### DIRECTIONS
Put the part of the rows that opens with the line containing "Find the small" and closes with the line containing "x=135, y=220", both included, into a JSON list of strings with one string per line. Leave out any blank lines.

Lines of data

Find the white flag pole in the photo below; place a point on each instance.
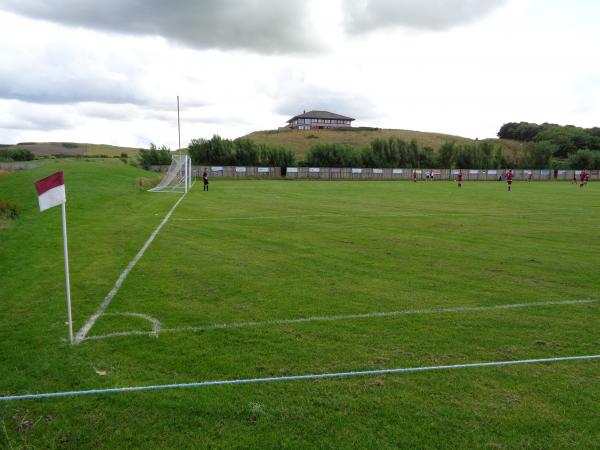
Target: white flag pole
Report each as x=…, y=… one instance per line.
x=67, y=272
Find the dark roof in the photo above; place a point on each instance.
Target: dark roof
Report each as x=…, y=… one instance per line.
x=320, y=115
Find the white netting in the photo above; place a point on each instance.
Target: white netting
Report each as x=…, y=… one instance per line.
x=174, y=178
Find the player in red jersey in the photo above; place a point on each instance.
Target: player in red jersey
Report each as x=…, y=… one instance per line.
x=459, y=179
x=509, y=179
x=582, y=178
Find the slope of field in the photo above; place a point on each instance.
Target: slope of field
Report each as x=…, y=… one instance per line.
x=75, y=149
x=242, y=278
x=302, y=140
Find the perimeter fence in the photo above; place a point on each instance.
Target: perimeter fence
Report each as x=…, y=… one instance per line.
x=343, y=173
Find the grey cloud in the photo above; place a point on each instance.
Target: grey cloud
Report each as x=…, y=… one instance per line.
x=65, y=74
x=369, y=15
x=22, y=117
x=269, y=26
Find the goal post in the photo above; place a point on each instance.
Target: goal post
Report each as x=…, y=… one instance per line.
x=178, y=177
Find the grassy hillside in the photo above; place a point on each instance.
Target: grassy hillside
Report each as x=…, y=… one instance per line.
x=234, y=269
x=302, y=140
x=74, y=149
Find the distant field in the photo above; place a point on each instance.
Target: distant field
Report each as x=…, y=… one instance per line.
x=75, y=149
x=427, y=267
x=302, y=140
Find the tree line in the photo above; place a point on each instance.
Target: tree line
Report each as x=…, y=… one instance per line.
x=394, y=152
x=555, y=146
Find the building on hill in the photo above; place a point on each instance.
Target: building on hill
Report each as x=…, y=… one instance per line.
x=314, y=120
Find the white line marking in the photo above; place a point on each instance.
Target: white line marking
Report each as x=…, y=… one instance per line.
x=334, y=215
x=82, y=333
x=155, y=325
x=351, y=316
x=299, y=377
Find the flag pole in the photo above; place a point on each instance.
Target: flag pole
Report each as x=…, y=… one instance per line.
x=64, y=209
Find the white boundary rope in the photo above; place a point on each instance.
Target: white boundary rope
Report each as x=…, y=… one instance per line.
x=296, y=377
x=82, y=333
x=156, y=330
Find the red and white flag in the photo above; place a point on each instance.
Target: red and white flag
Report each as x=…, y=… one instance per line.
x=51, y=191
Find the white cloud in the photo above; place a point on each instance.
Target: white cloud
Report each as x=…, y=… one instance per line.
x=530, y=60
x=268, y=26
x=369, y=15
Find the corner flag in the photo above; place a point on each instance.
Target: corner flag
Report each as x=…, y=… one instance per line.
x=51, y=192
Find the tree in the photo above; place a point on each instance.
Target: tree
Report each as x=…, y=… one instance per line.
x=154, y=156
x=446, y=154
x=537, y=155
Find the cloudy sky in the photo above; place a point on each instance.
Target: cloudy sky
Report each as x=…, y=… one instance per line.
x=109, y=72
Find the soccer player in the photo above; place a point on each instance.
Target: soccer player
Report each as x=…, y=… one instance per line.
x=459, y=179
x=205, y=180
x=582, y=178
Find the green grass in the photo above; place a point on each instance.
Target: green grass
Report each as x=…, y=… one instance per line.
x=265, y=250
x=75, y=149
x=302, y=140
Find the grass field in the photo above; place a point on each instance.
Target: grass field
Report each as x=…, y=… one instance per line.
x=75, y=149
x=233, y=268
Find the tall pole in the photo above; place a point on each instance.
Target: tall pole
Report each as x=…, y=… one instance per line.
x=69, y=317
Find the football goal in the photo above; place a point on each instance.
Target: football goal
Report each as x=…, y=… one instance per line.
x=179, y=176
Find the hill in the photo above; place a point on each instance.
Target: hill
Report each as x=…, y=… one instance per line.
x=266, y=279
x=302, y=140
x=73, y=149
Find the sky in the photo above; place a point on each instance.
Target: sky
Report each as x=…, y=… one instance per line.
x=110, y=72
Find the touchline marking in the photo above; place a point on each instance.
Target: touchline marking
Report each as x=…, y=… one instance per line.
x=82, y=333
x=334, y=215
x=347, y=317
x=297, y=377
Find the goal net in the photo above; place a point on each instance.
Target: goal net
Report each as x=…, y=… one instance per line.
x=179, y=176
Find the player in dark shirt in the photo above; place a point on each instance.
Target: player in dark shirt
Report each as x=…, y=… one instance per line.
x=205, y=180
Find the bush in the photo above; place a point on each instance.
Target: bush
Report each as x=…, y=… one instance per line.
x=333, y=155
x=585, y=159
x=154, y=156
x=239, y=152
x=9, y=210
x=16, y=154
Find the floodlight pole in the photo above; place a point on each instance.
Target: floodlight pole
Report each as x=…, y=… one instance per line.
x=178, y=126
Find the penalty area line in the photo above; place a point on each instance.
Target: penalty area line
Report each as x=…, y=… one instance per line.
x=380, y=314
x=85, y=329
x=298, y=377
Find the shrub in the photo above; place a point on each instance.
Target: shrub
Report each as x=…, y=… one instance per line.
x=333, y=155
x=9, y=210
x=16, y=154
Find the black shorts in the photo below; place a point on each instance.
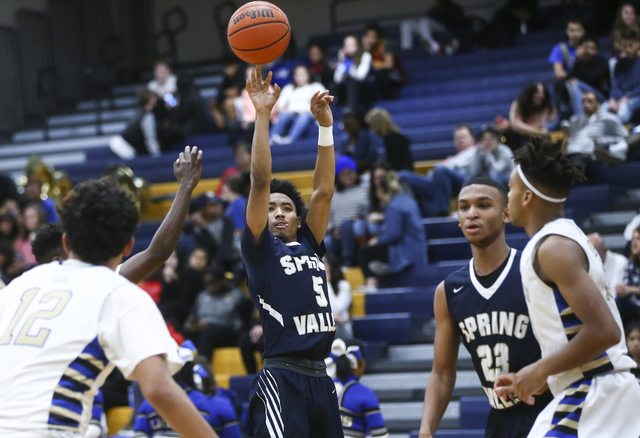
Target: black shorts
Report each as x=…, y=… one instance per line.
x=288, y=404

* * *

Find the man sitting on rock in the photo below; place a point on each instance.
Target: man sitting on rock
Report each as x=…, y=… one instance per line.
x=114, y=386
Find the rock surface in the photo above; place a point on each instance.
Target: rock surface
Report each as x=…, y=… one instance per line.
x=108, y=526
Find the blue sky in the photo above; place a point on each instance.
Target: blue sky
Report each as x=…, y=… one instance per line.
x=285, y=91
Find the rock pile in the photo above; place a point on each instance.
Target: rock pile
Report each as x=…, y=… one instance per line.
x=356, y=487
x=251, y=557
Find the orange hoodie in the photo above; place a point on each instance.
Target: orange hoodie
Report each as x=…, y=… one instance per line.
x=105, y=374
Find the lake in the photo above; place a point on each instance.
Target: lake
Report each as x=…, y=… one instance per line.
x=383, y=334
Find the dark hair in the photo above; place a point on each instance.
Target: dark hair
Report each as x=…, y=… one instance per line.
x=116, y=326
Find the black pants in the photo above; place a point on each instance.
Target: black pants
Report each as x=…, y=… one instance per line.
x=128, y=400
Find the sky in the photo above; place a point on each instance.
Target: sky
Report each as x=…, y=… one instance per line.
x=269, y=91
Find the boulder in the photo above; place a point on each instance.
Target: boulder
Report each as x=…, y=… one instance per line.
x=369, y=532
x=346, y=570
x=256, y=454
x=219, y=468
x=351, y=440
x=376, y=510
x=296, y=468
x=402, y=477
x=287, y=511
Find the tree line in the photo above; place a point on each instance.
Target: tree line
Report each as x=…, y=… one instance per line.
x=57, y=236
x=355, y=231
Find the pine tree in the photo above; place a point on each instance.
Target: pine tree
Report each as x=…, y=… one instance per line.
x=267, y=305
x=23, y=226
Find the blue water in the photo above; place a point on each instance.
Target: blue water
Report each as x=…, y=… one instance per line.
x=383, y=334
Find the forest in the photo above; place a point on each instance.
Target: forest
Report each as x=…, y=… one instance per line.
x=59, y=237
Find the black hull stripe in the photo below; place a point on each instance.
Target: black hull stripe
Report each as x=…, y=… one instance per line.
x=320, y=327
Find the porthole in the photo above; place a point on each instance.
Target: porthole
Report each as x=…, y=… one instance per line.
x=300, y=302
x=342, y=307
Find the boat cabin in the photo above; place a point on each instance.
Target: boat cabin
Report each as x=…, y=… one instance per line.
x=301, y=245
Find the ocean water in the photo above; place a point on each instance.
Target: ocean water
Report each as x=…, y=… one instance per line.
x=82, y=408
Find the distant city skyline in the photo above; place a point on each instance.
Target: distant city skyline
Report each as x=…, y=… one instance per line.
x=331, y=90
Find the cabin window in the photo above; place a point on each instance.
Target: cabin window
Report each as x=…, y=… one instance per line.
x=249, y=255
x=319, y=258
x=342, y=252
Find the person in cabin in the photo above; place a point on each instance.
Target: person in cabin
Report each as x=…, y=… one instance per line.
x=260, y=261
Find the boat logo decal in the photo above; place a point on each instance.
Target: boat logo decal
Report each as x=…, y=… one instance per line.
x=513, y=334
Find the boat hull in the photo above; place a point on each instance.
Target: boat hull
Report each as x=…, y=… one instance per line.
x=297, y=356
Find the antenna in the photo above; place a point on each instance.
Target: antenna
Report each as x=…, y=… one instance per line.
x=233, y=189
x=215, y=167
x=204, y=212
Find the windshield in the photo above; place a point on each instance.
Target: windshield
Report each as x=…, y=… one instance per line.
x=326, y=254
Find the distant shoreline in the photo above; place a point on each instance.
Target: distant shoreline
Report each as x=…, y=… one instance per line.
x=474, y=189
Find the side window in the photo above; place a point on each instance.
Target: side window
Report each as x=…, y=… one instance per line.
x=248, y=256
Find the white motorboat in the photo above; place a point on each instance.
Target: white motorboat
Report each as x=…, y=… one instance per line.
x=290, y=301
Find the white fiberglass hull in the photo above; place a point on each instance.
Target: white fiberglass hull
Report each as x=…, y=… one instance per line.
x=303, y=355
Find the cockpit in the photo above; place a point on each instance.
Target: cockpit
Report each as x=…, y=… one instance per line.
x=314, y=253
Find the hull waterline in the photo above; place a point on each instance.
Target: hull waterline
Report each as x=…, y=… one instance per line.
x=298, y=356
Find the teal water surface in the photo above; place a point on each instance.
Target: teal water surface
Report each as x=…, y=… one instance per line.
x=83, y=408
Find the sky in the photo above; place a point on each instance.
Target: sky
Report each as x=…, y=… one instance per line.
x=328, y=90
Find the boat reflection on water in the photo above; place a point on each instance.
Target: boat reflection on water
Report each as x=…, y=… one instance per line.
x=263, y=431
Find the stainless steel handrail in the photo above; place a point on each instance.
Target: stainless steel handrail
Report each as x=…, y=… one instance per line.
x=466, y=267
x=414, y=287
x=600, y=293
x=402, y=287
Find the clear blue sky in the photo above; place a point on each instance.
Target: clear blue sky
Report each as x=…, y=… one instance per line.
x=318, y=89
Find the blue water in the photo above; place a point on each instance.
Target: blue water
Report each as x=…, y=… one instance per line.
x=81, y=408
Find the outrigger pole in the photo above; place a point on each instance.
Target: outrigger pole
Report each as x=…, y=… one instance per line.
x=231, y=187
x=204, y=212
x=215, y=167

---

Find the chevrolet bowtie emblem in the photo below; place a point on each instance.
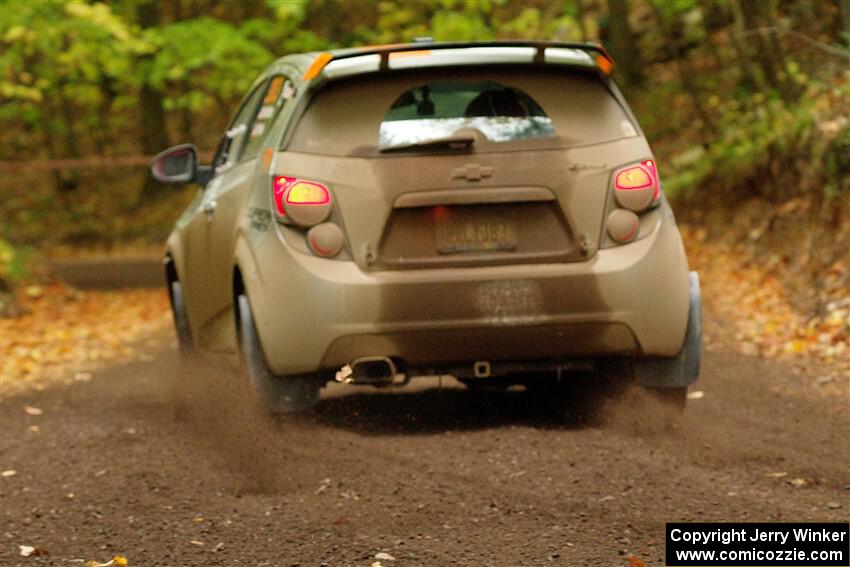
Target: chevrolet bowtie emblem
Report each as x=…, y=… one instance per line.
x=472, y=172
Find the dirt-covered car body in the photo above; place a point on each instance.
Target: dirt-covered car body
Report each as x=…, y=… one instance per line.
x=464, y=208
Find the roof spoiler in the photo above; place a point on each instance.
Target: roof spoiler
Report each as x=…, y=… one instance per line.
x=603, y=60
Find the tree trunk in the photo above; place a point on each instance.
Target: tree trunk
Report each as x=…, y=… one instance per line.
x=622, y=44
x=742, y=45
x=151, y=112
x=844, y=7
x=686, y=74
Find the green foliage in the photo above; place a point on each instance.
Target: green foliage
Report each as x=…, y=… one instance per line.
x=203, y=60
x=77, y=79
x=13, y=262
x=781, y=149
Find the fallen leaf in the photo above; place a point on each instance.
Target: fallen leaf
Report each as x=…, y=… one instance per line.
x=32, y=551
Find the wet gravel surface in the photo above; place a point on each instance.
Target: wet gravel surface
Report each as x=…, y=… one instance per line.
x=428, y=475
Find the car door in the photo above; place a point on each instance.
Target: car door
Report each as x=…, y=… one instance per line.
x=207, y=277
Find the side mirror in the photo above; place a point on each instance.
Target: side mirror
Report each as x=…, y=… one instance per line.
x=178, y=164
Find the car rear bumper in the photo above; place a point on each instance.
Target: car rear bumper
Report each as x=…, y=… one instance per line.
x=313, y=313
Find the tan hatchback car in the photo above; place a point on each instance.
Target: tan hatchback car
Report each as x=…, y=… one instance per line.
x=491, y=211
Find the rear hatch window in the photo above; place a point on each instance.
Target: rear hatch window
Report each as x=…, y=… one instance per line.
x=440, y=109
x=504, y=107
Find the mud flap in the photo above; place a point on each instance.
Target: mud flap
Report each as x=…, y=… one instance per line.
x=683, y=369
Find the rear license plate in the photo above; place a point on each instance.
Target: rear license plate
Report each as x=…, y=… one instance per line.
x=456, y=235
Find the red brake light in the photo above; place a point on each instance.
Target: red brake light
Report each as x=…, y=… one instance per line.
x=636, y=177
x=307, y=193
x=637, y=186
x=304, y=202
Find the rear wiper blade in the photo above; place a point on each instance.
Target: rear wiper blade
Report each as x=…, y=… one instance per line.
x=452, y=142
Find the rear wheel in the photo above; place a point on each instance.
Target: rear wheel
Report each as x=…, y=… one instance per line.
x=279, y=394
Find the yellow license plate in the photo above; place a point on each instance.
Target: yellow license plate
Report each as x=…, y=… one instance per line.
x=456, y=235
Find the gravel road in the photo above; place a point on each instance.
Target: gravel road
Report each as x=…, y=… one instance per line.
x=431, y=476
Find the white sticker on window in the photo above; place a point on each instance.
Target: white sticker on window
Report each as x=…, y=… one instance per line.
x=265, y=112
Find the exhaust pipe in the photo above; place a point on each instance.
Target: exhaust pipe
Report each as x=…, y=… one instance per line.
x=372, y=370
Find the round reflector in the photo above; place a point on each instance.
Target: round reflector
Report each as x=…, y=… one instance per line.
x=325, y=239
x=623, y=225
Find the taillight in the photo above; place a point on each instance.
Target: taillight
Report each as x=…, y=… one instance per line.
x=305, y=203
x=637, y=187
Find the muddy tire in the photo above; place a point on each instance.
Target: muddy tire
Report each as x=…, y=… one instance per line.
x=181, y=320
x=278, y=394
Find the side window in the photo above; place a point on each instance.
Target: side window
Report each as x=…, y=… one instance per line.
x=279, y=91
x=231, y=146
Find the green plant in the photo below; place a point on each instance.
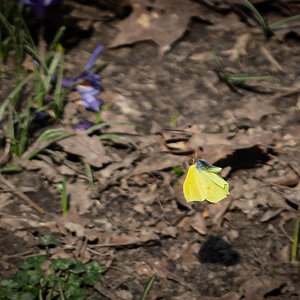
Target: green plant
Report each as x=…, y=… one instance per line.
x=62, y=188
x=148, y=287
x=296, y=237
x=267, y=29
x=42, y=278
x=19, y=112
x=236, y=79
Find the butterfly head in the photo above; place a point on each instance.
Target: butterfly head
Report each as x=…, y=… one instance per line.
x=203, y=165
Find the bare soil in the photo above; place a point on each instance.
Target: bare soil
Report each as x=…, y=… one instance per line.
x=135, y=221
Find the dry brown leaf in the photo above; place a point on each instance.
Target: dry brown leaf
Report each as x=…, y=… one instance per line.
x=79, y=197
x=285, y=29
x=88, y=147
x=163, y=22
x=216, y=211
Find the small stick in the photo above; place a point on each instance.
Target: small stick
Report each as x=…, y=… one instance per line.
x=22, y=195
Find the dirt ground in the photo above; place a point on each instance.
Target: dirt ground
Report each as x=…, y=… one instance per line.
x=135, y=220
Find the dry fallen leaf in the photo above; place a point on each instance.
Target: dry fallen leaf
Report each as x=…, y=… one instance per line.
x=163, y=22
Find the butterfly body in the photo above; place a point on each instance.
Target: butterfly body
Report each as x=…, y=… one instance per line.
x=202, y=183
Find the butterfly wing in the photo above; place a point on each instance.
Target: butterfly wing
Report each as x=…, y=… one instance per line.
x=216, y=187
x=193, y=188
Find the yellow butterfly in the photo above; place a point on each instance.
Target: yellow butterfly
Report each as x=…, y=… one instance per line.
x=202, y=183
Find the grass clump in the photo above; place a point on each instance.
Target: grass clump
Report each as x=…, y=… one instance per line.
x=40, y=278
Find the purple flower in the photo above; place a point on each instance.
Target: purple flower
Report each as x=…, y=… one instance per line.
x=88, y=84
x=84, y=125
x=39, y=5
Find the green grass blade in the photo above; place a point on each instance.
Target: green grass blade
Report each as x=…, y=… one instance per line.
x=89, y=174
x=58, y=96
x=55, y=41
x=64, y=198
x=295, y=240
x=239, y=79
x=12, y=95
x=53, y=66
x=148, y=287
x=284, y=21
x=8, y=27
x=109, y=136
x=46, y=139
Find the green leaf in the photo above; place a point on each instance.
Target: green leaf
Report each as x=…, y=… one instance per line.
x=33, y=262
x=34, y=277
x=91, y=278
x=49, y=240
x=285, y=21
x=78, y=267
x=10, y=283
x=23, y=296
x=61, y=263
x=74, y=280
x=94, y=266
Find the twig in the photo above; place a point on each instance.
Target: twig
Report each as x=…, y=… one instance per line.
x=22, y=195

### OUTPUT BELOW
[
  "Find the small stick in the photo above; place a point on each instance.",
  "Target: small stick",
  "Report each as x=…, y=… one instance per line.",
  "x=22, y=195",
  "Find the dirt ground in the photo above; place a point on each instance.",
  "Target: dirt ground",
  "Report each as x=…, y=… one instance per line.",
  "x=135, y=220"
]